* [TASK INSTRUCTIONS]:
Locate the line that contains "bare twig in this photo." in the entries below, then repeat it and every following line through the line that contains "red flower in this photo.", exactly, and no others.

* [Referring expression data]:
━━━
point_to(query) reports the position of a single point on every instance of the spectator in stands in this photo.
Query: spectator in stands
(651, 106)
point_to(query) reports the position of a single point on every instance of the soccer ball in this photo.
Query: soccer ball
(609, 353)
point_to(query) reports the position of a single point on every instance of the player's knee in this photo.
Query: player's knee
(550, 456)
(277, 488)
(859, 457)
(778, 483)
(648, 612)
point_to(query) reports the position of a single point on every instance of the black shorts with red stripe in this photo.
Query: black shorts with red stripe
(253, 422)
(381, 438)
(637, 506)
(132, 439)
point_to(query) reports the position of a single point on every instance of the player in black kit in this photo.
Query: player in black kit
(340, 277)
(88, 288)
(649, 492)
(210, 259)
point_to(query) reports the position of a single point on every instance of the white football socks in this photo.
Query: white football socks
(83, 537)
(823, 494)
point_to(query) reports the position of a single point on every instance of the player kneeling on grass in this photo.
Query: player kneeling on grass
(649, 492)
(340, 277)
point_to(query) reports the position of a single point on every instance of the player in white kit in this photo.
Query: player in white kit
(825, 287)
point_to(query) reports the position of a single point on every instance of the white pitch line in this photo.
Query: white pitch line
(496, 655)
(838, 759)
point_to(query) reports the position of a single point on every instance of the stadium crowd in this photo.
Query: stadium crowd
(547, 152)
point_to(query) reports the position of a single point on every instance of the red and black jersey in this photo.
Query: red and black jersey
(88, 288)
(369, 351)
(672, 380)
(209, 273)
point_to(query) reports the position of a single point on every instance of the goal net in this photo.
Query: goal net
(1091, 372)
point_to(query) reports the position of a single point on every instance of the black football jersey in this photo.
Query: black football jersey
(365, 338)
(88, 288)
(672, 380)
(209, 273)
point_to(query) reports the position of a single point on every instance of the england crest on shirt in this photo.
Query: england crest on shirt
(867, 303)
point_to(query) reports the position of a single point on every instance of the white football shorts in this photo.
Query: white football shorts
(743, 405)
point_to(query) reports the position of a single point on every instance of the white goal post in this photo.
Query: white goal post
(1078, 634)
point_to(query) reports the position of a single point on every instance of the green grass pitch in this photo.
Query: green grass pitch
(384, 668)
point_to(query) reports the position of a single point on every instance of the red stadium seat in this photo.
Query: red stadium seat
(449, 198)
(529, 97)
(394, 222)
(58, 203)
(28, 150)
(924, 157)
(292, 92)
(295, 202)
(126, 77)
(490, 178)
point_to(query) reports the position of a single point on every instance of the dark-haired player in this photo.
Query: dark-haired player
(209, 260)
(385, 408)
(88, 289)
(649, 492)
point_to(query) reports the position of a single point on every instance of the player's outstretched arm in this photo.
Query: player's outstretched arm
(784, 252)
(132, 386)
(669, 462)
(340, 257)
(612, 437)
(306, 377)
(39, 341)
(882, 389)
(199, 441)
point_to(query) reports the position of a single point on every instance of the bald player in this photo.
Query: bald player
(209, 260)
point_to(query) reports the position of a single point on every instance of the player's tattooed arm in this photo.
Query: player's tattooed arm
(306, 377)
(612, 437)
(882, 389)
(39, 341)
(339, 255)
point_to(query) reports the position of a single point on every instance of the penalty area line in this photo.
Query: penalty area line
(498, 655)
━━━
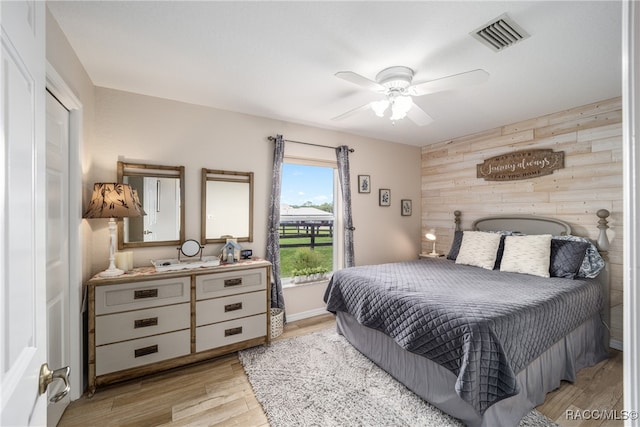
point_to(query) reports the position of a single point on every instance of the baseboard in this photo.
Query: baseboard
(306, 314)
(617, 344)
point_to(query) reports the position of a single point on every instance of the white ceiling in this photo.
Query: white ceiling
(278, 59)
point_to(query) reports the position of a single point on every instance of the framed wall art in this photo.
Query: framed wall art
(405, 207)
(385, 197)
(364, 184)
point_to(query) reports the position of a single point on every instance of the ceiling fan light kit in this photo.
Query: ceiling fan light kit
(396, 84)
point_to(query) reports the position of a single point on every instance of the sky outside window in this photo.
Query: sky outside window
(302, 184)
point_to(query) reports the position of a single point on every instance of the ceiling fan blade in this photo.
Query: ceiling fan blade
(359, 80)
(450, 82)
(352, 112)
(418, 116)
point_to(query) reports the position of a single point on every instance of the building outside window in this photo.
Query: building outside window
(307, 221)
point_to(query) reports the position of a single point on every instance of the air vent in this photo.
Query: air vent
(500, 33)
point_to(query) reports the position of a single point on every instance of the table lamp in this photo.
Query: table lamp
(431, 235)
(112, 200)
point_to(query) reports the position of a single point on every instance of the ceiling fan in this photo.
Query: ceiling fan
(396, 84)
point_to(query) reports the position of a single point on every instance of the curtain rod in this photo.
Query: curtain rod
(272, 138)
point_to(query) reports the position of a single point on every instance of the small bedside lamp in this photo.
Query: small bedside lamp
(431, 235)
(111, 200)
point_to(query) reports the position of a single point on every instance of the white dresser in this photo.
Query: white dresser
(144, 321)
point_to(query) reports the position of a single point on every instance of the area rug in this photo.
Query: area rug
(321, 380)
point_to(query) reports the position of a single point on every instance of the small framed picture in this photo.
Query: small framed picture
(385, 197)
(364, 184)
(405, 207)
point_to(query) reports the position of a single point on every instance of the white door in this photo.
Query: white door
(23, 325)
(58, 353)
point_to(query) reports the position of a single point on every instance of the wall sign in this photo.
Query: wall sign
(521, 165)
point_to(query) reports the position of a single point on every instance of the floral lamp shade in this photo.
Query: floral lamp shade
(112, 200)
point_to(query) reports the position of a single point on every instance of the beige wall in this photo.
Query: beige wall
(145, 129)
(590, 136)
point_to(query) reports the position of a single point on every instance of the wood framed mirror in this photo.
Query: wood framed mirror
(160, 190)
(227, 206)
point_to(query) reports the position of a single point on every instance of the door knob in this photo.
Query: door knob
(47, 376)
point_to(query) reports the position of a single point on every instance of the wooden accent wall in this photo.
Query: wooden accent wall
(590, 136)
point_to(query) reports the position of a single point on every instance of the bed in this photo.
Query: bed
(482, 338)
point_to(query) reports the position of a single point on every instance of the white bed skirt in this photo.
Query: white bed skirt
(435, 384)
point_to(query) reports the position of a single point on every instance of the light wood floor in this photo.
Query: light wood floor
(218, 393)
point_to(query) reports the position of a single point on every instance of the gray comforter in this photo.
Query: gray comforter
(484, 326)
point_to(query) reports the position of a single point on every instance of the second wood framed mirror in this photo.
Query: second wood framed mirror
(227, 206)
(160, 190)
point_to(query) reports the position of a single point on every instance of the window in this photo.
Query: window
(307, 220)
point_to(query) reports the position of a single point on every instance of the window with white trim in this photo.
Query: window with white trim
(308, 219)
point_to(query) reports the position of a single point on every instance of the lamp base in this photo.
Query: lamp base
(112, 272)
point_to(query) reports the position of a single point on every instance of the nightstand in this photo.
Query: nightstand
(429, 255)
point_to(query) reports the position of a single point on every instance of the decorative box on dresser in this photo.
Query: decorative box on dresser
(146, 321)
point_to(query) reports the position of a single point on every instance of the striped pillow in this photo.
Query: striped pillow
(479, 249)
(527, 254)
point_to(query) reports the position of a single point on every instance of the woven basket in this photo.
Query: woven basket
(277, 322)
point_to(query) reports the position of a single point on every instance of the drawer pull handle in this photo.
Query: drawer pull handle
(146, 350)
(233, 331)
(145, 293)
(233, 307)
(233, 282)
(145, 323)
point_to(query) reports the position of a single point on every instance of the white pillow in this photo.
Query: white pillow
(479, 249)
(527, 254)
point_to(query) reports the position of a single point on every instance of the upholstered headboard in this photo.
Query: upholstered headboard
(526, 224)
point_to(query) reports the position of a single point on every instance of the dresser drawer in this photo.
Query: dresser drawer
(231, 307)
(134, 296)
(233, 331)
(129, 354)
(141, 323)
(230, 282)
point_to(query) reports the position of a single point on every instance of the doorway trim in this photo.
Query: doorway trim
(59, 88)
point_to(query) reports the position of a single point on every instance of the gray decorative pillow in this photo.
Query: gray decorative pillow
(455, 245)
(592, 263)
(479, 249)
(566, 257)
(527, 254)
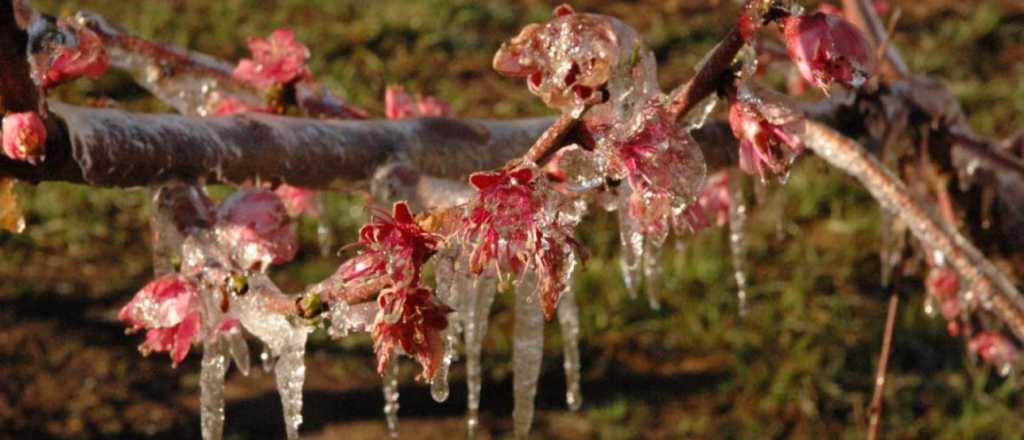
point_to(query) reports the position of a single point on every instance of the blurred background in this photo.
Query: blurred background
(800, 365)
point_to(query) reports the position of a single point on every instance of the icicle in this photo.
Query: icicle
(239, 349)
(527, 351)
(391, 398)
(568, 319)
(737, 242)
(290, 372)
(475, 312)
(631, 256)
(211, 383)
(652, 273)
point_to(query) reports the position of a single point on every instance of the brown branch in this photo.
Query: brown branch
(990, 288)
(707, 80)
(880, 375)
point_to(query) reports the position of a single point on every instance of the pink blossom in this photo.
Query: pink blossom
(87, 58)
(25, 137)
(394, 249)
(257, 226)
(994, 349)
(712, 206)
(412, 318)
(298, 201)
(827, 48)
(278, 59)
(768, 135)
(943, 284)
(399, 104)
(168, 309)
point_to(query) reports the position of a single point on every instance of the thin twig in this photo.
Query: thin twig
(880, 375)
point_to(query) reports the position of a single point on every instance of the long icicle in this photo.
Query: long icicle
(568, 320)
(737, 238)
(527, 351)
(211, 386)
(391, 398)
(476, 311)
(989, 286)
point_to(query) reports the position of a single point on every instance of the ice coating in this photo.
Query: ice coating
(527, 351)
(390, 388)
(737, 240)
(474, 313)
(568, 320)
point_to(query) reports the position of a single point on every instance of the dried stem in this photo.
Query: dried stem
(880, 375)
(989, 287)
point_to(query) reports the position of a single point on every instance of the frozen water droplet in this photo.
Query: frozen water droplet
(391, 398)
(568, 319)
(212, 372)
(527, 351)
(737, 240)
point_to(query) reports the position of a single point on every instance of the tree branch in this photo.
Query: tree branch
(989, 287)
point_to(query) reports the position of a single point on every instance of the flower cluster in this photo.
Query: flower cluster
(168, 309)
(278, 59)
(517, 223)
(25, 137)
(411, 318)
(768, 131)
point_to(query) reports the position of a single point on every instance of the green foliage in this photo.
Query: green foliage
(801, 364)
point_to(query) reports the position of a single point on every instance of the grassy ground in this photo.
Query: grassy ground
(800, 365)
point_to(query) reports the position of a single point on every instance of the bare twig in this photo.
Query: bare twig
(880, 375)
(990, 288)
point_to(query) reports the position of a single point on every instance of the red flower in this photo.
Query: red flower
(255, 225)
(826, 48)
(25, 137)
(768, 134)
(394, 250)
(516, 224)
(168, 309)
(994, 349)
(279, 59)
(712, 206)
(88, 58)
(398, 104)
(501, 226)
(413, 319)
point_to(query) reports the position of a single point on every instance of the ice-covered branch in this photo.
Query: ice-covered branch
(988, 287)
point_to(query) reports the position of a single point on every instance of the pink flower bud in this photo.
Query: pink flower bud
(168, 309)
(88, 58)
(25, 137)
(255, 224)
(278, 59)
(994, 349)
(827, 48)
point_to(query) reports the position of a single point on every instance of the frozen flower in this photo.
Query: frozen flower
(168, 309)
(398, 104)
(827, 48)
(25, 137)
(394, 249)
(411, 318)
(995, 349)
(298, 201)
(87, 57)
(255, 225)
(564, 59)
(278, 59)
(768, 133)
━━━
* [ANSWER AREA]:
point_to(query) reports the position of a single point on every instance of the bare twig in this photo.
Query: bare twig
(880, 375)
(990, 288)
point_to(query) reports the position of a single point on every instance of the red flower in this photo.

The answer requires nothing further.